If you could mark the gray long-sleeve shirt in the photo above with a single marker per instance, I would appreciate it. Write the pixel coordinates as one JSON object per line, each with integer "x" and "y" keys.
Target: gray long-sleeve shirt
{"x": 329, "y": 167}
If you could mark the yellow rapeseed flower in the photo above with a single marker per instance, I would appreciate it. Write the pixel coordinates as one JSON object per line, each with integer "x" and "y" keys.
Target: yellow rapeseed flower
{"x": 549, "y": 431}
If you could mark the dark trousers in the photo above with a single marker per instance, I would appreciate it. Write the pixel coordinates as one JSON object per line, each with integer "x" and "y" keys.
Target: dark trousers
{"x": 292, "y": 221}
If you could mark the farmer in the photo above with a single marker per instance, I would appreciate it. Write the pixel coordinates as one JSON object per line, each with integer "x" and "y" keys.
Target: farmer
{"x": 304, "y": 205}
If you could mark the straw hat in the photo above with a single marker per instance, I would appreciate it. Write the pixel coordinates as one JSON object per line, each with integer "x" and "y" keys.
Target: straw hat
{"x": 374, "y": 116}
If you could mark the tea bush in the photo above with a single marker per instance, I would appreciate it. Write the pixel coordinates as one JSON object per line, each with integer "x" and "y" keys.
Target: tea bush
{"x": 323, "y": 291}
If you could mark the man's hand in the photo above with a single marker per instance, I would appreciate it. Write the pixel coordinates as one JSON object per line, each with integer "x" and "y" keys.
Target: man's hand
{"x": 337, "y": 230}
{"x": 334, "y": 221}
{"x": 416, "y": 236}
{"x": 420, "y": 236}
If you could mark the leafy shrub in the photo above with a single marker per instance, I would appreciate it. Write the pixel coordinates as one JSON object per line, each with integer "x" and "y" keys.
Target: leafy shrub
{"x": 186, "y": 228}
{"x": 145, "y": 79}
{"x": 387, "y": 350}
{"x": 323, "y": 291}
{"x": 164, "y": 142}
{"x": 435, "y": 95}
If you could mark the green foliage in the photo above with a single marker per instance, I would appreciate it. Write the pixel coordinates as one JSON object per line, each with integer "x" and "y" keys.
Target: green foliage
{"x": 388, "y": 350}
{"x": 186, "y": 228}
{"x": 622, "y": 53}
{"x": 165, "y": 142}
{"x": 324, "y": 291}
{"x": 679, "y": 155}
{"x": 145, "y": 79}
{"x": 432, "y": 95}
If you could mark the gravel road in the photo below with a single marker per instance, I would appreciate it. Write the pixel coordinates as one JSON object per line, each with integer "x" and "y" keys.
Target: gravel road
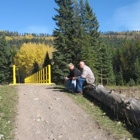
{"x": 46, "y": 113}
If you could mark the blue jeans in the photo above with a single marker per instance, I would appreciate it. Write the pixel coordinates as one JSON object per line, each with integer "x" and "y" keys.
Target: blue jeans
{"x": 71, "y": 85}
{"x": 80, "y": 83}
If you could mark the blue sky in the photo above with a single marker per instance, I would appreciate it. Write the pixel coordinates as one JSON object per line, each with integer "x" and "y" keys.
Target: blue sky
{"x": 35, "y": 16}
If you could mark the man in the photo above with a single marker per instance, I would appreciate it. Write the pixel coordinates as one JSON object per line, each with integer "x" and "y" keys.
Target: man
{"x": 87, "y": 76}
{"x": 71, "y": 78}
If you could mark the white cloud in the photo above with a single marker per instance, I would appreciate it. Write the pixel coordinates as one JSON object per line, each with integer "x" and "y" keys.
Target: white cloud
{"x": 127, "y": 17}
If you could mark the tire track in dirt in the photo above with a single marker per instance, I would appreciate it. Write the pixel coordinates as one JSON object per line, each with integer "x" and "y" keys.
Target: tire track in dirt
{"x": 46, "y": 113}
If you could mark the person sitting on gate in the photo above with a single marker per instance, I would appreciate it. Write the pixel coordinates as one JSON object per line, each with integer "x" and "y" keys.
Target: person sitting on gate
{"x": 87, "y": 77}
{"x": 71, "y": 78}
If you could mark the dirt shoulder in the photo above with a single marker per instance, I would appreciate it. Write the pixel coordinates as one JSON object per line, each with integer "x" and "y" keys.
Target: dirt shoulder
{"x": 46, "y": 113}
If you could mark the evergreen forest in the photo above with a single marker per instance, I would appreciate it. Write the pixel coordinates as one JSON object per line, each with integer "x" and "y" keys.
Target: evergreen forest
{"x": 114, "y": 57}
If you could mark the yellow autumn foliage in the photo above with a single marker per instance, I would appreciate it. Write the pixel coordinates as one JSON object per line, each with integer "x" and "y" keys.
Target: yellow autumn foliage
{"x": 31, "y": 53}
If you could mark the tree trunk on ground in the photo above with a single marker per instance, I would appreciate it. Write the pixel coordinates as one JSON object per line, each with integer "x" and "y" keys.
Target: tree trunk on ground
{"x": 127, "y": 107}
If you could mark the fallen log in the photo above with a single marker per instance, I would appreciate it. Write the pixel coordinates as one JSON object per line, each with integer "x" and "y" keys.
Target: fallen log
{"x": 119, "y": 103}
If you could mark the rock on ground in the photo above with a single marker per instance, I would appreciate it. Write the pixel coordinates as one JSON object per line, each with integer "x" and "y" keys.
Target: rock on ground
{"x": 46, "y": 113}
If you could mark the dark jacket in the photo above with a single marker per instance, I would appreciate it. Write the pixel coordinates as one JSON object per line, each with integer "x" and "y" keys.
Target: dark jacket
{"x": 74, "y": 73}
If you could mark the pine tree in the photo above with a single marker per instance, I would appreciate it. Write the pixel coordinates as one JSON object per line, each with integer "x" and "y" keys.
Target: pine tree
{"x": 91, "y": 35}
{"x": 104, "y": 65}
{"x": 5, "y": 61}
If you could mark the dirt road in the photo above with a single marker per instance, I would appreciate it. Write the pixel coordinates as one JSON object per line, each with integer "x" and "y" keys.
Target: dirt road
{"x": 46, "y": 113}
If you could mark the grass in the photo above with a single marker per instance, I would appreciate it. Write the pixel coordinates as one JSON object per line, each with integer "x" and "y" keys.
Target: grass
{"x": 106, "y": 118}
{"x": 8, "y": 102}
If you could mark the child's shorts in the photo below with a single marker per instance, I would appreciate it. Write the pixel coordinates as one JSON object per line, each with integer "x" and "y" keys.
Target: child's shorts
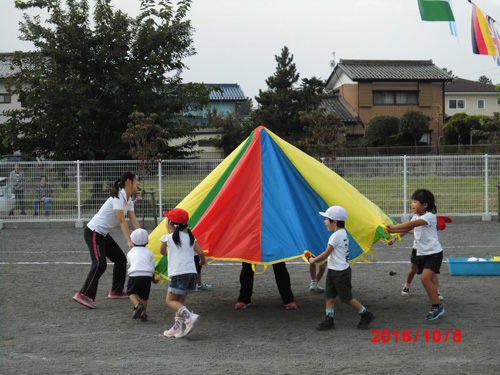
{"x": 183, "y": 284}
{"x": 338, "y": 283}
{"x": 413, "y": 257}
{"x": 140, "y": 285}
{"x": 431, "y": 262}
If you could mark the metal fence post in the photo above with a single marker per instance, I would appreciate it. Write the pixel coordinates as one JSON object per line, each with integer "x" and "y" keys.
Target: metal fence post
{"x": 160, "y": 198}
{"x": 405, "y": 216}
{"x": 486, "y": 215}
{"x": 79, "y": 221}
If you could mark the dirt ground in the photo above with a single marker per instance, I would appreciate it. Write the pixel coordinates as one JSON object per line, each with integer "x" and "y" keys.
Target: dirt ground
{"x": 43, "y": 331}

——————————

• _EXERCISE DIRECTIONS_
Please repeat the data verbatim and leave the pictures out of your copy.

• _RESULT BELOW_
If you could mark the gray long-sleeve shirt in the photo above with a single marker per instance, I would appreciate it. Write the pixel coordinates as one JSON object per line, each with integer "x" and "y" keys.
Target: gray long-sleeve shirt
{"x": 329, "y": 167}
If you could mark the yellow rapeseed flower in the photo above with a single marker per instance, I would appreciate it. Write the pixel coordinates as one JSON object per line, each with integer "x" and "y" keys.
Target: yellow rapeseed flower
{"x": 549, "y": 431}
If you could mark the dark trousers in the photo above with a single marker per instance, I would appreciate it. Write the pixel coordinates as one JSON object per line, each with integer "x" and "y" keys.
Target: dark trousers
{"x": 292, "y": 221}
If you could mark the farmer in the photo above with a single marker per instance, I would appreciate it. Write the pixel coordinates as one JSON object per line, each with integer "x" and "y" keys.
Target: farmer
{"x": 304, "y": 205}
If you could mark the straw hat in the photo above with a single marker per instance, I would appreciate it. Write the pixel coordinates as one JSON object per line, each with integer "x" and "y" keys.
Target: straw hat
{"x": 374, "y": 116}
If you could mark the tea bush in the photo above with a single marker per instance, I would appreciate it. Write the pixel coordinates as one JSON object per line, each with integer "x" and "y" keys.
Target: tea bush
{"x": 323, "y": 291}
If you could mark the man's hand in the photo above with a single marker per instance, I would appreciate it. Write the pixel coordinates as one JSON object per line, each with integer "x" and "y" keys.
Target: man's hand
{"x": 337, "y": 230}
{"x": 334, "y": 221}
{"x": 416, "y": 236}
{"x": 420, "y": 236}
If you could mark the leafy shrub in the photo above with a single marker per instance, I would appreciate it. Write the pixel coordinates as one JSON object per line, each with integer "x" and "y" keys.
Target: leafy shrub
{"x": 186, "y": 228}
{"x": 145, "y": 79}
{"x": 387, "y": 350}
{"x": 323, "y": 291}
{"x": 164, "y": 142}
{"x": 435, "y": 95}
If you could mark the green foliage in the photo above with a single marker per instance, I would appreciate it. Write the pixel coordinates as one JSON object per line, each with integer "x" and "y" keys.
Target: green foliage
{"x": 388, "y": 350}
{"x": 186, "y": 228}
{"x": 622, "y": 53}
{"x": 165, "y": 142}
{"x": 324, "y": 291}
{"x": 679, "y": 155}
{"x": 145, "y": 79}
{"x": 432, "y": 95}
If you could mark the gravel road in the photo below with a single marker per instance, I would appreciate it. Write the pixel coordinates as one JSON object per line, each with integer "x" and "y" keys.
Target: gravel road
{"x": 46, "y": 113}
If you could mark the blue jeans in the photo above with a single marker per instance, I would appreciate it. Write the pixel coordinates as one JSON object per line, each with integer "x" and "y" keys.
Target: blue jeans
{"x": 71, "y": 85}
{"x": 80, "y": 83}
If you could mark the blue sky in the photo above with a single marker per instance, I would appreciate it. Write the pixel coordinates as one JSON object per line, each with integer "x" and "y" keys.
Target: blue sky
{"x": 35, "y": 16}
If you could mark the man in the photo above with a single marker per instance, I would appreciate it. Write the pixel coordinates as one JSON object per line, each with integer "x" and "y" keys.
Target: man
{"x": 87, "y": 76}
{"x": 71, "y": 78}
If you could mark the white cloud in the photo above with a single marker per instance, I would appreciate it. Write the pixel coordinates as one JSON object per line, each with integer "x" and "y" keys.
Target: white cloud
{"x": 127, "y": 17}
If you could mark the tire track in dirt in the photo above with a single marker per instance, I would appreciate it. Write the pixel coordinates as one JSON object per line, each with integer "x" and "y" keys.
Target: tire track in dirt
{"x": 46, "y": 113}
If you could mark the person sitting on gate in the photo above with a single marker per instance, I would appreciate it. Write the pixel coordinates as one JSON object per line, each with integer "x" and "y" keys.
Target: person sitting on gate
{"x": 87, "y": 77}
{"x": 71, "y": 78}
If you could mark the dirt shoulder in the photo above with a single marker per instance, I would appreciate it. Write the pixel coordinates as one JSON object per line, each with integer "x" and "y" keys.
Target: dirt shoulder
{"x": 46, "y": 113}
If you could mark the evergreen forest in the photo above with a single marker per instance, I would appreciate it. Write the pixel coordinates as one JSON object per line, each with integer "x" and "y" keys.
Target: evergreen forest
{"x": 114, "y": 57}
If you could mark the yellow autumn foliage in the photo above with a single marker per instance, I would appreciate it. Write the pixel coordinates as one JSON object per line, each with integer "x" and "y" keys.
Target: yellow autumn foliage
{"x": 31, "y": 53}
If you could mark the tree trunk on ground in the photo above with a single marker per instance, I would appreciate it. Write the pixel coordinates as one JSON object per line, each with integer "x" and "y" keys.
Target: tree trunk on ground
{"x": 127, "y": 107}
If you could mark the fallen log in the photo above with a single marker per instance, I would appreciate it. Write the pixel coordinates as one JSON object per line, each with integer "x" and "y" keys.
Target: fallen log
{"x": 119, "y": 103}
If you could mark the rock on ground in the photo above with a single marker per instance, I would appreciate it. Write the pixel coordinates as one JSON object per line, each with integer "x" and "y" keys.
Target: rock on ground
{"x": 46, "y": 113}
If you could mark the dark jacket in the photo above with a single marker per instance, I would appreciate it. Write the pixel coordinates as one JSON object per line, each with integer "x" and "y" keys.
Target: dark jacket
{"x": 74, "y": 73}
If you could mark the pine tree in the photo above with a single marker per instance, I would appreciate it. Write the pixel coordinates as one JSON object per line, each with integer "x" and "y" keys.
Target: pine tree
{"x": 91, "y": 35}
{"x": 104, "y": 65}
{"x": 5, "y": 61}
If you could mark the dirt road in the photo above with a single marker per instance, I would appreciate it. Write the pixel coordinates as one JSON object per line, each with integer "x" and "y" keys.
Target: dirt road
{"x": 46, "y": 113}
If you could mark the grass in the photo above with a single marker per instance, I would appreciate it. Write the pixel coordinates as one JSON object per line, each with integer "x" and "y" keys.
Target: grass
{"x": 106, "y": 118}
{"x": 8, "y": 102}
If you could mark the child's shorts in the photo below with a single marker per instance, I would appreciate it. Write the pixel coordinates as one JSON object per line, each with integer "x" and "y" keys.
Target: child's shorts
{"x": 183, "y": 284}
{"x": 338, "y": 283}
{"x": 413, "y": 257}
{"x": 140, "y": 285}
{"x": 431, "y": 262}
If you could mark the metal fence post in the photo above with a single marker per instance, I would appreciate it. Write the pixel coordinates as one JSON object per line, each with integer "x" and "y" keys.
Target: metal fence post
{"x": 160, "y": 198}
{"x": 405, "y": 216}
{"x": 486, "y": 215}
{"x": 79, "y": 221}
If you could mark the dirt ground in the photo above with a single marker per instance, I would appreciate it. Write the pixel coordinates as one JSON object per line, each with integer "x" and "y" keys.
Target: dirt ground
{"x": 43, "y": 331}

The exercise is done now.